### WHAT TO WORK ON:
Exactly repeat all the records below, omitting the images they hold.

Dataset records
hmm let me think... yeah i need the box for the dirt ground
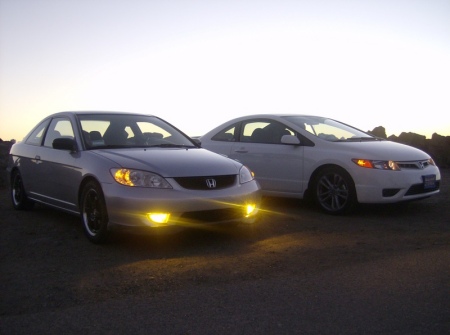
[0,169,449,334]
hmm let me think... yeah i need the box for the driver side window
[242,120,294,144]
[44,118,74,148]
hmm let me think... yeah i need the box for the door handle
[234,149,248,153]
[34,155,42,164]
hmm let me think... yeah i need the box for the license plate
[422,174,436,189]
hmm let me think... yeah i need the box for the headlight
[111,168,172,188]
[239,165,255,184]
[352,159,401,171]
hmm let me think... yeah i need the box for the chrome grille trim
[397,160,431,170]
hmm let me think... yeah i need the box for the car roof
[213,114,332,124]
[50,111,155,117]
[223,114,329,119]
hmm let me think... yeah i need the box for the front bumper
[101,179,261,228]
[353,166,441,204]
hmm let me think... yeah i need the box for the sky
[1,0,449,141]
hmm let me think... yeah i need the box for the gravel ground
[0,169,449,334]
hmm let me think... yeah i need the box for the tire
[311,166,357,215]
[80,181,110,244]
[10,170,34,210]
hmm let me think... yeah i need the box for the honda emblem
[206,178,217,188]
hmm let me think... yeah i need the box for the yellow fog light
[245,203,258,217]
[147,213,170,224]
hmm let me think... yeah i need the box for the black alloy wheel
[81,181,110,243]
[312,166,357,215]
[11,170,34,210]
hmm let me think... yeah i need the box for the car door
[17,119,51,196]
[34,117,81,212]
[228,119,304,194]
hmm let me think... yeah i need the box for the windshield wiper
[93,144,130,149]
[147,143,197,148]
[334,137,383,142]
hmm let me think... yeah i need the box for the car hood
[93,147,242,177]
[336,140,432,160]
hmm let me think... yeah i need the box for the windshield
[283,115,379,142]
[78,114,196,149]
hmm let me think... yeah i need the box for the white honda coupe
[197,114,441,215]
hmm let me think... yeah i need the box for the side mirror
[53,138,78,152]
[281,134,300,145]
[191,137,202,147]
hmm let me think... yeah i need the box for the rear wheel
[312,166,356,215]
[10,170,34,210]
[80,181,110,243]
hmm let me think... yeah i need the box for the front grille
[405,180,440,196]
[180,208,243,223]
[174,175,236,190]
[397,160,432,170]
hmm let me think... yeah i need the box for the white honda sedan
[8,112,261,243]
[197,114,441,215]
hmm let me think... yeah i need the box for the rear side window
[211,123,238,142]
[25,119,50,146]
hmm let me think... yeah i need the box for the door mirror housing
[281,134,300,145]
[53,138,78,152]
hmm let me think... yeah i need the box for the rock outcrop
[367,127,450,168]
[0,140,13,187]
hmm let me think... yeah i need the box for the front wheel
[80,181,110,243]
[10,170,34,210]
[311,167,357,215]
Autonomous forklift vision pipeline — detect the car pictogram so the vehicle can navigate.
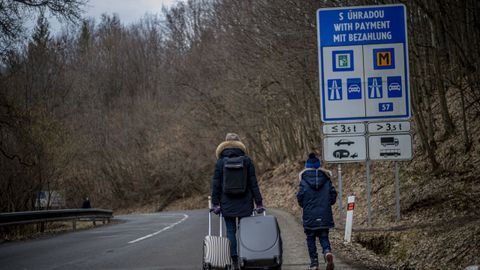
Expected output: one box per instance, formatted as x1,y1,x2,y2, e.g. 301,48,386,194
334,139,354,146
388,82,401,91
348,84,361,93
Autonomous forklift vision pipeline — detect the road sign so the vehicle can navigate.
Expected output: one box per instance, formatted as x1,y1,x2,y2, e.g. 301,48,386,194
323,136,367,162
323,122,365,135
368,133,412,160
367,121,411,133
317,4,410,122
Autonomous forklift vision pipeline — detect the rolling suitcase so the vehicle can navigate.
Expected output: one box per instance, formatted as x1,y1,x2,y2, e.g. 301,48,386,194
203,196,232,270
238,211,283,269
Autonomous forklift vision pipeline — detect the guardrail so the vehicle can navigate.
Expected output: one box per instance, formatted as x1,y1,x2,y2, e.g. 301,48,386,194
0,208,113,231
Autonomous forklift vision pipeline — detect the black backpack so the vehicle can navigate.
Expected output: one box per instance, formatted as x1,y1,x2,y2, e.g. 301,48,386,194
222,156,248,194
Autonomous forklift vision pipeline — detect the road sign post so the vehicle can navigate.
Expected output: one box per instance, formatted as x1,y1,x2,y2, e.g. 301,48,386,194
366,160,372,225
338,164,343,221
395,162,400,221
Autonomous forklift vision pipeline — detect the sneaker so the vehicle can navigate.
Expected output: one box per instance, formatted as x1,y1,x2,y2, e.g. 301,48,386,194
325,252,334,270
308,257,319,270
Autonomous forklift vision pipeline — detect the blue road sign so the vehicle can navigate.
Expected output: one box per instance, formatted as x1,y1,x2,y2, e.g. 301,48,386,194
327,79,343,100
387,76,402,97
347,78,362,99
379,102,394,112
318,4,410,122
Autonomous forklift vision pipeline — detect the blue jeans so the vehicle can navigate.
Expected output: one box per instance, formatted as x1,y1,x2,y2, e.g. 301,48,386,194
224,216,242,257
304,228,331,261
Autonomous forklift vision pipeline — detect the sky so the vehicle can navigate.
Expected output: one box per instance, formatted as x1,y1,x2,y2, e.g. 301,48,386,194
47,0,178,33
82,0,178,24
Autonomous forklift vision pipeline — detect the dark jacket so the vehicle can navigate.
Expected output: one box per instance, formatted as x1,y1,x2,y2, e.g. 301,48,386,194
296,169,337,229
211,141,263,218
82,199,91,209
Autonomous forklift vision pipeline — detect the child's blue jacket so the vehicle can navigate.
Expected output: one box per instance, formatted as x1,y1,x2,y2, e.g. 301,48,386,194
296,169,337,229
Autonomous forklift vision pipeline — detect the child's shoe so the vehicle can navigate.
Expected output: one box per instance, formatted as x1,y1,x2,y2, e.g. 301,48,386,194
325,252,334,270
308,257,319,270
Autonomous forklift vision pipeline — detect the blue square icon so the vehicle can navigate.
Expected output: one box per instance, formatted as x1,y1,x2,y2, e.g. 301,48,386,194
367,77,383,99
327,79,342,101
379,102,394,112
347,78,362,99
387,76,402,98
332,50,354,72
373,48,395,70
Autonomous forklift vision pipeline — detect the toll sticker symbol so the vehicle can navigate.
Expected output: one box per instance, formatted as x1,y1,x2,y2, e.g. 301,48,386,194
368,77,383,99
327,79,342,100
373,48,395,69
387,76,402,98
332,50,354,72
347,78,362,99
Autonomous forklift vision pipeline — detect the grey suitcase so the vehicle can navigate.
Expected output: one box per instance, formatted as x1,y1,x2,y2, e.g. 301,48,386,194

### ANSWER FOR THIS EXERCISE:
hmm let me think... yeah i need the box for the dirt ground
[0,169,449,334]
hmm let me think... yeah i need the box for the driver side window
[242,120,294,144]
[44,118,74,148]
hmm let me think... yeah i need the box for the door handle
[234,149,248,153]
[34,155,42,164]
hmm let me think... yeah i need the box for the license plate
[422,174,436,189]
hmm let me think... yeah i need the box for the headlight
[111,168,172,188]
[239,165,255,184]
[352,159,401,171]
hmm let me think... yeah i need the box for the chrome grille trim
[397,160,431,170]
hmm let me think... yeah i need the box for the car roof
[213,114,332,124]
[50,111,155,117]
[223,114,329,119]
hmm let me think... yeah i need the box for the front bumper
[101,179,261,228]
[353,166,441,204]
hmm let me think... yeah i need the box for the sky
[1,0,449,141]
hmm let me think... yeah i need the box for the gravel ground
[0,169,449,334]
hmm let me think... yeah i need the box for the tire
[311,166,357,215]
[80,181,110,244]
[10,170,34,210]
hmm let me think... yeah i need the box for the honda emblem
[206,178,217,188]
hmm let me think... yeah i need the box for the yellow fog light
[245,203,258,217]
[147,213,170,224]
hmm let me think... yeah i need the box for the black alloy wheel
[81,181,110,243]
[312,166,357,215]
[11,170,34,210]
hmm let me think... yeah i need the box for the car door
[17,119,51,196]
[34,117,81,212]
[228,119,304,194]
hmm let me think... yeah i need the box for the windshield wiper
[93,144,130,149]
[147,143,197,148]
[334,137,383,142]
hmm let me think... yeah i need the box for the car hood
[93,147,242,177]
[336,140,432,160]
hmm let me think... yeah i need the box for the windshield
[283,115,379,142]
[78,114,196,149]
hmm let me think... yeah i need the box for the white honda coupe
[197,114,441,215]
hmm let me think... yeah i need the box for the side mirror
[53,138,78,152]
[281,134,300,145]
[191,137,202,147]
hmm let me think... yeah i need the box for the rear wheel
[312,166,356,215]
[10,170,34,210]
[80,181,110,243]
hmm let me think... yeah i need the box for the front grille
[405,180,440,196]
[180,208,243,223]
[174,175,236,190]
[397,160,432,170]
hmm let me think... yeah i need the box for the white honda sedan
[8,112,261,243]
[197,114,441,215]
hmm let me think... yeah i need the box for the rear side window
[211,123,238,142]
[25,119,50,146]
hmm let me think... yeah i need the box for the door mirror housing
[281,134,300,145]
[53,138,78,152]
hmm let me think... yeah i need the box for the rock outcrop
[367,127,450,168]
[0,140,13,187]
hmm let me think... yeah i need the box for the front wheel
[80,181,110,243]
[10,170,34,210]
[311,167,357,215]
Autonomous forklift vision pipeline — detect the car pictogram so the vehicle can navigate.
Expected output: one box per instance, formatted as x1,y1,x2,y2, e.g. 301,48,386,194
334,139,354,146
388,82,401,91
348,84,361,93
Autonomous forklift vision pipeline — detect the road sign so the vehicle can navigate.
Expected output: one box per instance, formatted as x1,y1,x2,y2, e.g. 301,48,386,194
323,136,367,162
323,122,365,135
368,133,412,160
367,121,411,133
317,4,410,122
Autonomous forklift vision pipeline — detect the rolling suitcase so the vehicle can navigate.
Expected output: one box per instance, formatted as x1,y1,x2,y2, e.g. 301,48,386,194
203,196,232,270
238,211,283,269
Autonomous forklift vision pipeline — detect the guardrail so the vehicle can navigate.
Expected output: one box per instance, formatted as x1,y1,x2,y2, e.g. 301,48,386,194
0,208,113,231
Autonomous forklift vision pipeline — detect the black backpack so the vehicle can navigate.
Expected output: one box per instance, formatted as x1,y1,x2,y2, e.g. 301,48,386,194
222,156,248,194
Autonomous forklift vision pipeline — detect the road sign post so the vehicle can navigate.
Expected output: one box per instance, formatted as x1,y1,x2,y2, e.g. 301,48,386,194
366,160,372,225
338,164,343,221
395,162,400,221
Autonomous forklift vision pipeline — detect the sneaker so the vehicle can navigate.
Expected output: one box per instance, formatted as x1,y1,x2,y2, e.g. 301,48,386,194
325,252,334,270
308,257,319,270
Autonomous forklift vision pipeline — detect the blue road sign so the vehicle can navigate.
Expected output: one box per instance, formatted as x1,y1,x2,y2, e.g. 301,48,386,194
327,79,343,100
387,76,402,97
347,78,362,99
379,102,394,112
318,4,410,122
Autonomous forklift vision pipeline — detect the blue jeans so the vehicle can navigate.
Expected output: one box per instance, formatted as x1,y1,x2,y2, e.g. 301,48,386,194
224,216,242,257
304,228,331,261
Autonomous forklift vision pipeline — detect the sky so the vehicle can navigate.
Expected output: one box per instance, formatted as x1,y1,x2,y2, e.g. 301,48,386,194
47,0,178,33
82,0,178,24
Autonomous forklift vision pipeline — detect the dark jacket so the vehicle can navigate.
Expected output: one box per instance, formatted as x1,y1,x2,y2, e.g. 301,48,386,194
296,169,337,229
211,141,263,218
82,199,91,209
Autonomous forklift vision pipeline — detect the child's blue jacket so the vehicle can navigate.
Expected output: one box per instance, formatted as x1,y1,x2,y2, e.g. 301,48,386,194
296,169,337,229
Autonomous forklift vision pipeline — detect the child's shoe so the vehicle can navigate.
Expected output: one box per instance, formatted as x1,y1,x2,y2, e.g. 301,48,386,194
325,252,334,270
308,257,319,270
Autonomous forklift vision pipeline — detect the blue square icon so the vehicle can navigate.
Expected output: one box per instance, formatted as x1,y1,x2,y2, e.g. 301,48,386,194
367,77,383,99
327,79,342,101
379,102,394,112
347,78,362,99
387,76,402,98
332,50,354,72
373,48,395,70
Autonomous forklift vision pipeline — detect the toll sticker symbol so the vehicle can navigate.
Expected output: one box per instance, formatted as x1,y1,x2,y2, e.g. 301,48,386,194
368,77,383,99
327,79,342,100
373,48,395,69
387,76,402,98
332,50,354,72
347,78,362,99
Autonomous forklift vision pipeline — detect the grey suitcase so the vehicle can navigate.
Expected output: one box per instance, formatted as x1,y1,x2,y2, e.g. 301,48,386,194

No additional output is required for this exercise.